§ **Problem requirements**: Rewrite the text on option ARMs starting with "Take the case" and going on through "online mortgage lender.", replacing "online" with "internet".

§ **Excerpted text**:
BEGIN

Option ARMs have been around since the 1980s. Consumers advocates and mortgage experts agree that the these mortgages can be a useful tool in the right hands. But they worry that too many cash-strapped borrowers ignored their risks and used them to buy bigger houses than they could afford as home prices soared in many areas.

This adjustable rate mortgage usually allows borrowers to choose among four payment options each month. They can pay only the interest or pay principal and interest based on a 15- or 30-year term.

Or, they can make a minimum payment that doesn’t cover the interest due. Unpaid interest is added to the principal, so each month the borrower ends up owing more. This is called negative amortization.

It’s this payment method that worries advocates and regulators.

An option ARM can be suitable for workers whose income swings widely from season to season, said Neil Sweren, president of Allymac Mortgage in Owings Mills. These workers can make minimum payments during lean months and bigger payments when money rolls in, he said.

But option ARMs are often touted for their low monthly payments. Among the tempting pitches on the Internet: “Lower your mortgage payment by over 50 percent.” Or, “Rates as low as 1 percent on $500K.”

“This [mortgage] is the most vulnerable to misunderstanding and the most seductive,” said Jack M. Guttentag, who runs the Mortgage Professor’s Web Site at www.mtgprofessor.com.

How it works
Here’s how the minimum payment works:

Monthly payments are based on an artificially low interest rate of 1 percent to 3 percent. The actual rate being charged can be much higher and change monthly. Again, unpaid interest each month is tacked onto the principal, so the balance doesn’t go down.

Payments are fixed for the year. They adjust annually but usually can’t go up by more than 7.5 percent.

At some point, borrowers must begin repaying the principal. This usually happens at five years, but it can occur earlier if the growing balance reaches 110 percent or 115 percent of the original loan.

Borrowers who took out an option ARM in June 2003, for example, could hit this trigger in February or March based on today’s rates, said Keith Gumbinger, vice president with HSH Associates, a provider of mortgage information.

Once this happens, the mortgage will be recalculated based on the larger balance, the interest rate at the time and years left on the 30-year loan. This is how borrowers can end up with payments more than doubling.

Take the case of a borrower starting off with a $300,000 loan. The typical minimum payment would be $1,000 a month the first year, said Bob Walters, chief economist at Quicken Loans, an online mortgage lender.

By year four, the balance could reach the 115 percent loan limit, or $345,000. Based on interest rates now about 8 percent, Walters calculated that the borrower’s monthly payment would jump to $2,602. “We call them exploding ARMs,” said Consumer Federation’s Fishbein.

END

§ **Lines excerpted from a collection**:
BEGIN

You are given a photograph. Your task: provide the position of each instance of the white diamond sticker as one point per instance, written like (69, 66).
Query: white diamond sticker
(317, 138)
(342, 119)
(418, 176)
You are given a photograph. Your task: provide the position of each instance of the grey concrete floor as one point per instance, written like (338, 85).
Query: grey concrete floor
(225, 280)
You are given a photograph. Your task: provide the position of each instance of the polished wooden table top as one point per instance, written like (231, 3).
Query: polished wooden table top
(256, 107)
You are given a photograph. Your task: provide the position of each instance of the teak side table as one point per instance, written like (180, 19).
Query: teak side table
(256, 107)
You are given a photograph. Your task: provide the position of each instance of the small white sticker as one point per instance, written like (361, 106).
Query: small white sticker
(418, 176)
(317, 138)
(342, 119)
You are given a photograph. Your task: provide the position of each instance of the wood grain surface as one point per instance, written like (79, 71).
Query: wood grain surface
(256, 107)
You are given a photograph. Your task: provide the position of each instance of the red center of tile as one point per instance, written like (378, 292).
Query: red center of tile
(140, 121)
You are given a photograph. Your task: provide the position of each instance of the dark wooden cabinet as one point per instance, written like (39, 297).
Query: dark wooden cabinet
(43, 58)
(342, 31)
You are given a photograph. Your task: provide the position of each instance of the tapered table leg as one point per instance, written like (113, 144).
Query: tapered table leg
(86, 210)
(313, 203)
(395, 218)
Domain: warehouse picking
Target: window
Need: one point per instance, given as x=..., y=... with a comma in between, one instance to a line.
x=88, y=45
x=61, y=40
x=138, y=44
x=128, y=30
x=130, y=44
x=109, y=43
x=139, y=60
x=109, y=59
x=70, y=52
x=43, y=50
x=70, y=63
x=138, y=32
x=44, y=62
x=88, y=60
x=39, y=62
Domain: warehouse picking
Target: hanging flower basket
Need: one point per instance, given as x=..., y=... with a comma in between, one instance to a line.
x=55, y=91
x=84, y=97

END

§ **Task response**:
Take the case of a borrower starting off with a $300,000 loan. The typical minimum payment would be $1,000 a month the first year, said Bob Walters, chief economist at Quicken Loans, an internet mortgage lender.